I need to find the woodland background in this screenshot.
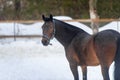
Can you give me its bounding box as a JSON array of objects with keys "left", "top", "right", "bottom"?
[{"left": 0, "top": 0, "right": 120, "bottom": 20}]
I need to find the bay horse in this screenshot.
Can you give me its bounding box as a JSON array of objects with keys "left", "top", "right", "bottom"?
[{"left": 41, "top": 15, "right": 120, "bottom": 80}]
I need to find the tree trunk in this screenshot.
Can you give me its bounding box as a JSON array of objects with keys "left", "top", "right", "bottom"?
[
  {"left": 14, "top": 0, "right": 21, "bottom": 19},
  {"left": 89, "top": 0, "right": 99, "bottom": 34}
]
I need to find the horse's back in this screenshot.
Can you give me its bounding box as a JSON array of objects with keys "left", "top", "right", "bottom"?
[{"left": 94, "top": 30, "right": 120, "bottom": 66}]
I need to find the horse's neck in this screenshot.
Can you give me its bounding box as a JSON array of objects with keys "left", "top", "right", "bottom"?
[{"left": 55, "top": 21, "right": 86, "bottom": 47}]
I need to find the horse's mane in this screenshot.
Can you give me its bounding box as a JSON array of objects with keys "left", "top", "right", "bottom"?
[{"left": 54, "top": 19, "right": 85, "bottom": 33}]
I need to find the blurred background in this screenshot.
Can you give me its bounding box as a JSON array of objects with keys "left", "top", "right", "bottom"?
[{"left": 0, "top": 0, "right": 120, "bottom": 20}]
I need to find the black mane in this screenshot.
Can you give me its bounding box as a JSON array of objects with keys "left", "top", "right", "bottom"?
[
  {"left": 54, "top": 19, "right": 85, "bottom": 33},
  {"left": 53, "top": 19, "right": 87, "bottom": 46}
]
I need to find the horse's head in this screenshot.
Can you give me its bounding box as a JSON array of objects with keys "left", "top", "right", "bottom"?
[{"left": 42, "top": 15, "right": 55, "bottom": 46}]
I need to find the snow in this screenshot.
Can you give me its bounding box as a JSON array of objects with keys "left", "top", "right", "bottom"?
[{"left": 0, "top": 16, "right": 120, "bottom": 80}]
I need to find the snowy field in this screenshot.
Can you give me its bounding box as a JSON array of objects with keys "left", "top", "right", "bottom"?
[{"left": 0, "top": 17, "right": 120, "bottom": 80}]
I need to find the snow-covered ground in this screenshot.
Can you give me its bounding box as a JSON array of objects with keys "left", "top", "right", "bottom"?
[{"left": 0, "top": 16, "right": 120, "bottom": 80}]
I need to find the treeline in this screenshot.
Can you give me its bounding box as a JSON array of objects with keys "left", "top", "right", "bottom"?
[{"left": 0, "top": 0, "right": 120, "bottom": 20}]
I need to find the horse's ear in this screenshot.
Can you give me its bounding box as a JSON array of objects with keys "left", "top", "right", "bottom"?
[
  {"left": 50, "top": 14, "right": 53, "bottom": 20},
  {"left": 42, "top": 15, "right": 45, "bottom": 21}
]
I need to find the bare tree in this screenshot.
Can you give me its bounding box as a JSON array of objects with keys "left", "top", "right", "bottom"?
[
  {"left": 89, "top": 0, "right": 99, "bottom": 34},
  {"left": 14, "top": 0, "right": 21, "bottom": 19}
]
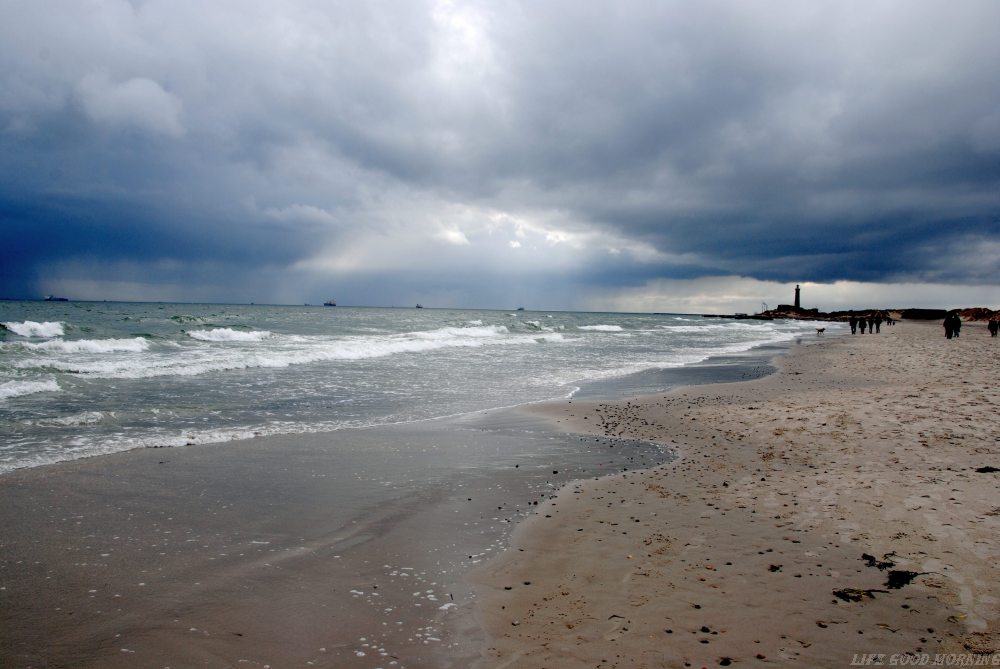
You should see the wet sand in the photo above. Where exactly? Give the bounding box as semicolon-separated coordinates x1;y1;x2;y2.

————

▶ **REQUIREMENT**: Rewrite the records above from the line containing "I need to find the horse's ear" through the end of the records, both included, keeping the requests. Multiply every bounding-box coordinate in the answers by 1.25, round to whole numbers with halves going up, and leave out the pictures.

▶ **RIGHT ANSWER**:
I need to find the horse's ear in this screenshot.
Can you give me its bounding box as a JSON array of objects with keys "left", "top", "right", "bottom"?
[
  {"left": 63, "top": 18, "right": 66, "bottom": 25},
  {"left": 53, "top": 19, "right": 56, "bottom": 26}
]
I need to find the bare tree in this screenshot.
Can you give me its bounding box as a JSON array of objects with keys "left", "top", "right", "bottom"?
[
  {"left": 111, "top": 0, "right": 124, "bottom": 43},
  {"left": 18, "top": 0, "right": 26, "bottom": 24}
]
You should see the wet sand in the photo above. Where exactly? Give the bounding box as semicolon-separated coordinates x1;y1;x2;y2.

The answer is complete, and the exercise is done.